*Task statement*. Based on the tale of the wolf bridegroom below, say yes or no for each statement and quote the deciding words of the tale. 1. Two wolves overhear Hanif talking with a friend. 2. The horse tells Hanif to take a ring and a necklace from the yurt. 3. The horse's leg becomes an old man.

*Selection*.
══════════

In another tale sourced from Kyrgysztan and collected in Turgay with the title "Волкъ-женихъ" ("Wolf Bridegroom"), a rich old man wants to marry his daughter, Ганиф (Hanif), to a possible suitor, but sets a test for them: he fashions a pair of gloves of louseskin, and any suitor must guess their material. Hanif complains to a friend about the louseskin gloves, but their conversation is overheard by two wolves. The wolves shapeshift into humans and go to the rich man's tent to win Hanif. One of the human wolves answers correctly and prepares to take the girl to his own yurt. After moving out to her bridegroom's yurt, Hanif discovers her bridegroom and his friend are wolves. Her horse warns her to take a ring and a brooch from the yurt and escape. Hanif throws behind the items and misses her pursuers. Now at a distance, the horse feels it cannot go on, and urges Hanif to kill it, eat his flesh and drink his blood, spill the rest of the blood around her, rip open its belly and extract its entrails. She then needs to cover herself in the horse's belly and hold its right leg next to her. Hanif refuses to fulfill her horse's dying request, but eventually does it. The next morning, the horse's belly becomes a magnificent kibitk, the horse leg becomes a handsome youth and the drops of blood all around her becomes a nation of people that choose her as their ruler.

══════════

(Dataset rows)

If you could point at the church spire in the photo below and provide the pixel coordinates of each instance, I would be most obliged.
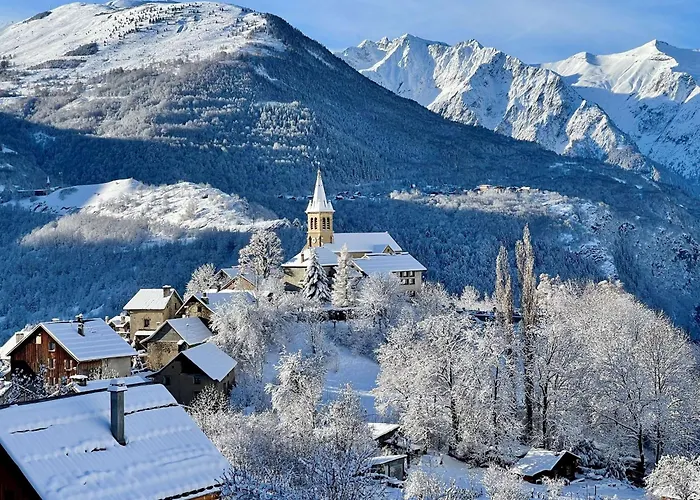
(319, 203)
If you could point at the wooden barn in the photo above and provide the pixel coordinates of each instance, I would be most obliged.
(68, 348)
(539, 464)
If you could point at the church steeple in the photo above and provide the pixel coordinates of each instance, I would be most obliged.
(319, 213)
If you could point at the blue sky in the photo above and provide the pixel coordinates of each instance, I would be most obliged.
(534, 30)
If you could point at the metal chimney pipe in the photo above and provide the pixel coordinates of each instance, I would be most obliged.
(117, 388)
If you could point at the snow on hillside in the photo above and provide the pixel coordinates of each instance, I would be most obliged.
(651, 93)
(84, 39)
(185, 205)
(479, 85)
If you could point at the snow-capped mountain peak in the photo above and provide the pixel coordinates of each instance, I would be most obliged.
(479, 85)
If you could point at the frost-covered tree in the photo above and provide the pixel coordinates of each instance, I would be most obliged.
(203, 278)
(297, 393)
(316, 280)
(343, 293)
(501, 484)
(263, 255)
(675, 477)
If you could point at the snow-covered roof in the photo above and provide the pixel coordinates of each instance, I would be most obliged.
(378, 429)
(235, 272)
(385, 263)
(384, 460)
(98, 340)
(192, 330)
(214, 362)
(103, 384)
(326, 257)
(537, 461)
(319, 203)
(65, 447)
(150, 299)
(363, 242)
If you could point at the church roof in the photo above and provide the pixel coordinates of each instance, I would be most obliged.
(319, 203)
(363, 242)
(386, 263)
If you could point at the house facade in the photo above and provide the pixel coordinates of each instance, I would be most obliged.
(193, 370)
(371, 253)
(67, 348)
(150, 308)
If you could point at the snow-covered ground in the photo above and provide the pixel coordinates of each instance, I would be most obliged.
(185, 205)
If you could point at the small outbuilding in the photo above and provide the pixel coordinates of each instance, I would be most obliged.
(539, 464)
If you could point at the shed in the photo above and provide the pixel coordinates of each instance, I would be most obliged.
(539, 463)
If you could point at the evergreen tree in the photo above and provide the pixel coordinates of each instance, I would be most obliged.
(316, 280)
(342, 288)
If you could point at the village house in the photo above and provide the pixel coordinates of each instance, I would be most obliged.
(234, 278)
(371, 253)
(121, 324)
(195, 369)
(149, 308)
(125, 442)
(66, 348)
(172, 337)
(539, 464)
(204, 304)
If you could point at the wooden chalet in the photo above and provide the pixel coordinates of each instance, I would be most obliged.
(67, 348)
(196, 368)
(173, 337)
(123, 442)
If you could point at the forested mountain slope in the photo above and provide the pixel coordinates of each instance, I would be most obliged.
(257, 117)
(651, 92)
(478, 85)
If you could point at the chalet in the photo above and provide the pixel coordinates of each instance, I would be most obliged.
(196, 368)
(125, 442)
(149, 308)
(204, 304)
(67, 348)
(391, 466)
(539, 464)
(121, 324)
(172, 337)
(380, 252)
(234, 278)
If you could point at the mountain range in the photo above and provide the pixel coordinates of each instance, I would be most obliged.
(212, 93)
(635, 109)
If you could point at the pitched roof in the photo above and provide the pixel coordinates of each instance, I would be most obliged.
(98, 340)
(65, 448)
(379, 429)
(214, 362)
(319, 203)
(538, 460)
(150, 299)
(363, 242)
(325, 256)
(386, 263)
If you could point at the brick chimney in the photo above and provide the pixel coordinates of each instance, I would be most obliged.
(117, 389)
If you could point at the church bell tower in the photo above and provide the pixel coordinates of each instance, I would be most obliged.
(319, 215)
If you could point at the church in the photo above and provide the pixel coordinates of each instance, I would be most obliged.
(371, 253)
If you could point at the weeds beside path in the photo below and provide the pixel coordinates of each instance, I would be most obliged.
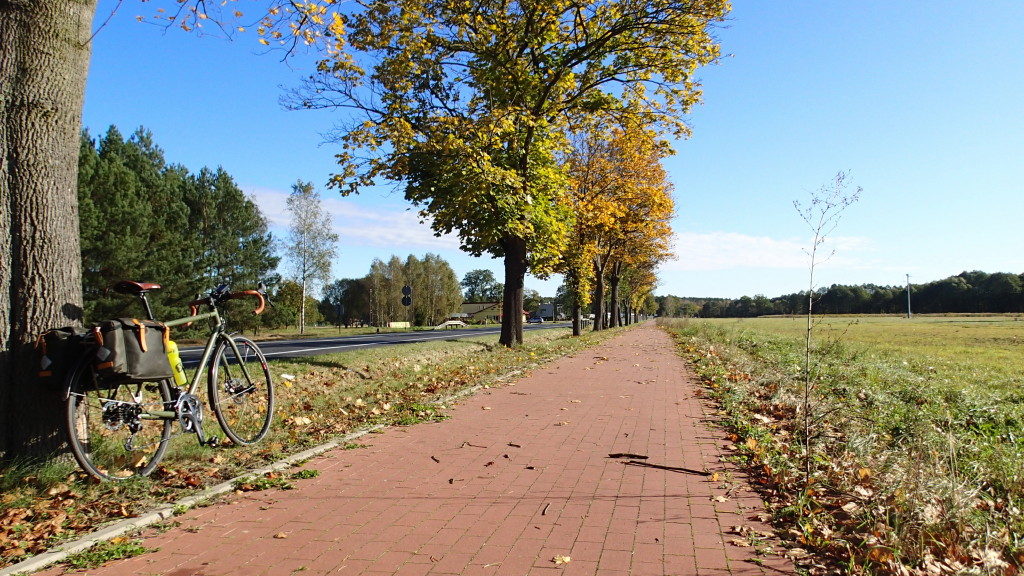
(43, 505)
(920, 449)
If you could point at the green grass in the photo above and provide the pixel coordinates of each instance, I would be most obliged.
(102, 552)
(918, 434)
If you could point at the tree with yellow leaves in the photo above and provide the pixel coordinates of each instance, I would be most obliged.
(468, 104)
(624, 204)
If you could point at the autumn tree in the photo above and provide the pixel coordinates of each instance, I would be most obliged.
(623, 196)
(468, 104)
(311, 245)
(44, 57)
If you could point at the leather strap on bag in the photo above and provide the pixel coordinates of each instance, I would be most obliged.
(141, 334)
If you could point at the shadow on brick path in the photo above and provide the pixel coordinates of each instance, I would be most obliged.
(516, 478)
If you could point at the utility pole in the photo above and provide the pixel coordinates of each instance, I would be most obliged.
(908, 295)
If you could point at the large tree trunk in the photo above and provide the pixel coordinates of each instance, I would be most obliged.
(44, 57)
(613, 288)
(598, 296)
(515, 274)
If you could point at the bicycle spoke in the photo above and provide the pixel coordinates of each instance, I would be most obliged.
(241, 392)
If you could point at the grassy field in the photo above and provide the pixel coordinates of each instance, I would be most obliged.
(915, 428)
(45, 503)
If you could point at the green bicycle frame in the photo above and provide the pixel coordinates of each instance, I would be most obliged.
(217, 331)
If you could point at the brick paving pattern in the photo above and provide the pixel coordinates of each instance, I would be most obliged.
(518, 476)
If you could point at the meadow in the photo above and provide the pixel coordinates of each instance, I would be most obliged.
(910, 458)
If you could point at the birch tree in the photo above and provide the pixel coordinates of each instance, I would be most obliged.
(311, 245)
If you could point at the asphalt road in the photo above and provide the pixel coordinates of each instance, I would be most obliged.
(312, 346)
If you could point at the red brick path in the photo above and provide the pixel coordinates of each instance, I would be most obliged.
(519, 475)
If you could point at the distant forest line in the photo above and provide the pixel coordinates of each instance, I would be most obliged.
(968, 292)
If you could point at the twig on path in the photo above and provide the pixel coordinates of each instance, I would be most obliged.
(670, 468)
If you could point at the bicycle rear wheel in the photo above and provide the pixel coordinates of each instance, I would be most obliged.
(110, 428)
(241, 391)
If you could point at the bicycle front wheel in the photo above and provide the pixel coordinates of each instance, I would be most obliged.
(111, 426)
(241, 391)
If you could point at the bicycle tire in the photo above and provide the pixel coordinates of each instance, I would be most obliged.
(107, 434)
(241, 389)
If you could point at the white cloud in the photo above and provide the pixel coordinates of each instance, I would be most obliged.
(727, 250)
(389, 225)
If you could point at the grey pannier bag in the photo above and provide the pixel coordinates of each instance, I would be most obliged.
(129, 350)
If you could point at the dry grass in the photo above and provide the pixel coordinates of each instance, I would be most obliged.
(920, 428)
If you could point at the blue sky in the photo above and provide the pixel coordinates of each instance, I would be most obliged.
(921, 101)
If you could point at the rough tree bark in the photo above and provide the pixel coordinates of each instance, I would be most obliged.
(613, 289)
(598, 295)
(515, 275)
(44, 58)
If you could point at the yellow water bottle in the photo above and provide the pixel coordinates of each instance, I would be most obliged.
(176, 368)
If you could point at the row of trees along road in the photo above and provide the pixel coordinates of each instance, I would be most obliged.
(468, 105)
(624, 198)
(966, 292)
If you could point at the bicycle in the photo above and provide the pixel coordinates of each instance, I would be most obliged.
(119, 430)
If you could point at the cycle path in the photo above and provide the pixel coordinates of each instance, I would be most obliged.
(516, 481)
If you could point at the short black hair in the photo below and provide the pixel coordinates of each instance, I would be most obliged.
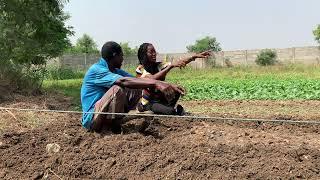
(142, 53)
(110, 49)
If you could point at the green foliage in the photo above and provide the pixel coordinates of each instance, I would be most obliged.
(59, 73)
(267, 89)
(266, 57)
(85, 44)
(204, 44)
(31, 32)
(271, 82)
(316, 34)
(127, 50)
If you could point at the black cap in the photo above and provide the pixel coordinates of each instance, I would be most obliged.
(110, 49)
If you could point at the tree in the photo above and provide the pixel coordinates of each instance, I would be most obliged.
(85, 44)
(266, 57)
(127, 50)
(316, 33)
(31, 31)
(204, 44)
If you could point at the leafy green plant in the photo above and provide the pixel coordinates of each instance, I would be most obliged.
(266, 57)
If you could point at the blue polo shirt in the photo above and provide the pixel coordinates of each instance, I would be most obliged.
(97, 81)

══════════

*Expected output*.
1. Yes: "but their conversation is overheard by two wolves"
2. No: "Her horse warns her to take a ring and a brooch from the yurt and escape"
3. No: "the horse leg becomes a handsome youth"